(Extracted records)
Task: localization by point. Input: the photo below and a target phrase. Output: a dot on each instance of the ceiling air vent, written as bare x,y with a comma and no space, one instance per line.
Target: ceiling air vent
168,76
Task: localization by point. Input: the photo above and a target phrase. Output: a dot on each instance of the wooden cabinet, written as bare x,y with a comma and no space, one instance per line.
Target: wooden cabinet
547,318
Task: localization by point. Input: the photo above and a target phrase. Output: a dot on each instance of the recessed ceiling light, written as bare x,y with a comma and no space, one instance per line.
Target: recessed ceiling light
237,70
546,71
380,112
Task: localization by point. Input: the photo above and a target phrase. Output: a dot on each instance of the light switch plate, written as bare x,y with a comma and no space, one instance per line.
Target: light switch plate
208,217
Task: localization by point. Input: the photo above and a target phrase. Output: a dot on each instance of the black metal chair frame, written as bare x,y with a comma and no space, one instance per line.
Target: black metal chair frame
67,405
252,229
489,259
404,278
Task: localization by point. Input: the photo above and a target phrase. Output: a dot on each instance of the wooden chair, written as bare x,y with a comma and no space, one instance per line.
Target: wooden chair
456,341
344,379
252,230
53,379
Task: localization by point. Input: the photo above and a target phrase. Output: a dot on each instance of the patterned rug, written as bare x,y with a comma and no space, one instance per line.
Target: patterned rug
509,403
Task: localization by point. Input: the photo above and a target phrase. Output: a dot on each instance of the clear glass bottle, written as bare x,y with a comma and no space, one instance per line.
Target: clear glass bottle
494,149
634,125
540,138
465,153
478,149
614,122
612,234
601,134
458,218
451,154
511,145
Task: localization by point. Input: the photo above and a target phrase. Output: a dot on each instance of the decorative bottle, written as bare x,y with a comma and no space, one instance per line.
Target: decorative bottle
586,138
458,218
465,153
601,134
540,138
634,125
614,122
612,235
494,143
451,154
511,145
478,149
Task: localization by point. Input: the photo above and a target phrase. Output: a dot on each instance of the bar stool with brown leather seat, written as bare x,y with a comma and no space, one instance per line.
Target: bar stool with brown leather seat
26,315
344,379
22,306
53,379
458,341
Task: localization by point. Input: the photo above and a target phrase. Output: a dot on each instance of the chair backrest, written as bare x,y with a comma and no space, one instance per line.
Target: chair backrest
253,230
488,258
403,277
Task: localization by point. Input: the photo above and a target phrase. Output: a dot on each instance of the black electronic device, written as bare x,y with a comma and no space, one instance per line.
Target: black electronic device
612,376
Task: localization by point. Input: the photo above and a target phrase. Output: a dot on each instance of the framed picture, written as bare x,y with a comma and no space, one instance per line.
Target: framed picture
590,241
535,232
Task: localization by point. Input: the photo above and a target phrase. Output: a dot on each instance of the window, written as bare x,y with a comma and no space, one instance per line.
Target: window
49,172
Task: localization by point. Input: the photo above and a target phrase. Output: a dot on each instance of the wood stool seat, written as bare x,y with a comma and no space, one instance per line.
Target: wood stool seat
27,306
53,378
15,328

▶ _Task requirements_
Of the lines above, extract only those from the line with "of the decorative" to the line with "the bar stool", both included, exactly as written.

▶ _Your solution_
Task: localization by point. Input: the photo above and a target phrase. Output: a dot on each instance of the decorative bottle, written as bare x,y with a comma and no space, one instance per line.
Target: decorative bottle
586,138
458,218
465,153
601,134
540,138
634,125
614,122
612,235
494,143
451,154
511,145
478,149
Task: localization by point. Input: the photo above and a target phrase. Output: a dot on each instance of the bar stool with brown leather seat, written as bare x,y with a comma and no space, one instance per line.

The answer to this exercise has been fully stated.